── The records ──
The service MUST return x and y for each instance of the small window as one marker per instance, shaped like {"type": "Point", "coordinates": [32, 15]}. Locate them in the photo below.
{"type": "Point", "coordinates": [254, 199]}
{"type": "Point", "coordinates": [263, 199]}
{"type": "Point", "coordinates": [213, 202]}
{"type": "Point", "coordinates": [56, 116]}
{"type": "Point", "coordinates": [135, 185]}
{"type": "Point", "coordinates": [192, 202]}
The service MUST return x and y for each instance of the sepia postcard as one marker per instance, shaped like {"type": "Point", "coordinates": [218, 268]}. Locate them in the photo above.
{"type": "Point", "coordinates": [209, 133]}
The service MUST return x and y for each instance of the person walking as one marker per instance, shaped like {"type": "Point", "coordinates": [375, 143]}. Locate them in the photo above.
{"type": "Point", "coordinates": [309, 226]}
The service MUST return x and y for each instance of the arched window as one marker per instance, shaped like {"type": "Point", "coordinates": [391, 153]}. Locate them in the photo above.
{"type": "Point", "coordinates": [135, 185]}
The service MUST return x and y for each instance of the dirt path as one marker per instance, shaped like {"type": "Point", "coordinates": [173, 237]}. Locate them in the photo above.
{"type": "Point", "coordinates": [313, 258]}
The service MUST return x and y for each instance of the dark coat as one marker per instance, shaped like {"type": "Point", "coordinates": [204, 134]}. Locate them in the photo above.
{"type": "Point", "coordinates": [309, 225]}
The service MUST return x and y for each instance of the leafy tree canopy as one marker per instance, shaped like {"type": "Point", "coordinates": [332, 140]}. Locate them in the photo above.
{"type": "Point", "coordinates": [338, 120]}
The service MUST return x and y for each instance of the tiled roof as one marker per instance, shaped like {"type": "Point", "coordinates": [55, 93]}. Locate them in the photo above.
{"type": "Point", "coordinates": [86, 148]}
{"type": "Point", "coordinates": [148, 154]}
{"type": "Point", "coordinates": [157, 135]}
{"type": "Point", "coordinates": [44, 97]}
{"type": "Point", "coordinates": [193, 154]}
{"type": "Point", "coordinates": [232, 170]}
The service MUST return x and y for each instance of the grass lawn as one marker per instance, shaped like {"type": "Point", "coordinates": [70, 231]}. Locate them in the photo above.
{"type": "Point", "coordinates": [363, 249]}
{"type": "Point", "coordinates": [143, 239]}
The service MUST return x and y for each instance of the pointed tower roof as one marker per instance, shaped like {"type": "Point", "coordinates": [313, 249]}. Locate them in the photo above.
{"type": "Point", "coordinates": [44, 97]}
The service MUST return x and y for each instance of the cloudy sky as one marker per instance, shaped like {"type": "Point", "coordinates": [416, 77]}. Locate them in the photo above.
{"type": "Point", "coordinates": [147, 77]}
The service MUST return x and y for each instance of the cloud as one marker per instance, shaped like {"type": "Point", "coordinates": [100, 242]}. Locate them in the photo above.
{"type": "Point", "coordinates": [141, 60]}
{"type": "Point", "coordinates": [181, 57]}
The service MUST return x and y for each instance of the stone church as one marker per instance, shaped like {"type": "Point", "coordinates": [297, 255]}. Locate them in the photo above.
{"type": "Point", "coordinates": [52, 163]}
───
• [About this task] For this task, print the records again exactly as they appear.

• [Problem solution]
The service MUST return x and y for each instance of the small window as one marker per instance, shaped like {"type": "Point", "coordinates": [32, 15]}. Locate them in the photo below.
{"type": "Point", "coordinates": [254, 199]}
{"type": "Point", "coordinates": [263, 199]}
{"type": "Point", "coordinates": [213, 202]}
{"type": "Point", "coordinates": [56, 116]}
{"type": "Point", "coordinates": [135, 185]}
{"type": "Point", "coordinates": [192, 202]}
The service MUST return x and y for each instance of the sepia postcard as one marker per instance, shaped like {"type": "Point", "coordinates": [218, 268]}. Locate them in the photo above.
{"type": "Point", "coordinates": [209, 133]}
The service MUST return x and y for each instance of the person walking as one marker per instance, shaped like {"type": "Point", "coordinates": [375, 143]}. Locate them in the photo above.
{"type": "Point", "coordinates": [309, 226]}
The service MUST return x and y for each instance of the arched window as one marker per instance, shaped like {"type": "Point", "coordinates": [391, 153]}. Locate them in the photo above.
{"type": "Point", "coordinates": [135, 185]}
The service MUST return x and y for each instance of the dirt path as one marker per instance, shaped like {"type": "Point", "coordinates": [173, 237]}. Locate them in the photo above.
{"type": "Point", "coordinates": [313, 258]}
The service MUST return x and y for each instance of the dark coat as one marker per instance, shaped like {"type": "Point", "coordinates": [204, 134]}. Locate them in the photo above.
{"type": "Point", "coordinates": [309, 225]}
The service MUST return x and y for each instance of the leafy tree canopy as one marker per instance, shaped like {"type": "Point", "coordinates": [332, 140]}. Locate them in the photo above.
{"type": "Point", "coordinates": [338, 120]}
The service MUST return x and y for each instance of the tiled roof as one marker per instance, shaped like {"type": "Point", "coordinates": [55, 93]}. Locate them in the photo above.
{"type": "Point", "coordinates": [86, 148]}
{"type": "Point", "coordinates": [148, 154]}
{"type": "Point", "coordinates": [157, 135]}
{"type": "Point", "coordinates": [44, 97]}
{"type": "Point", "coordinates": [193, 154]}
{"type": "Point", "coordinates": [232, 170]}
The service MUST return x and y for each instance of the grass lawn as one marker per instance, shaped like {"type": "Point", "coordinates": [70, 231]}. Locate them in the photo above.
{"type": "Point", "coordinates": [363, 249]}
{"type": "Point", "coordinates": [143, 239]}
The service MUST return x and y for each instance of the pointed tower roof as one marker per instance, shaped like {"type": "Point", "coordinates": [313, 249]}. Locate them in the photo above.
{"type": "Point", "coordinates": [44, 97]}
The service MUST return x and y for each instance of the cloudy sky as one marker per instance, shaped like {"type": "Point", "coordinates": [416, 77]}. Locate them in the photo above.
{"type": "Point", "coordinates": [147, 77]}
The service MUST return x and y for each instance of the cloud as one marker per instance, shaped like {"type": "Point", "coordinates": [100, 242]}. Locate them in the photo above.
{"type": "Point", "coordinates": [141, 60]}
{"type": "Point", "coordinates": [181, 57]}
The service MUST return x and y for each instance of the stone church as one marker per instance, shaped like {"type": "Point", "coordinates": [297, 255]}. Locate them in the photo above.
{"type": "Point", "coordinates": [52, 163]}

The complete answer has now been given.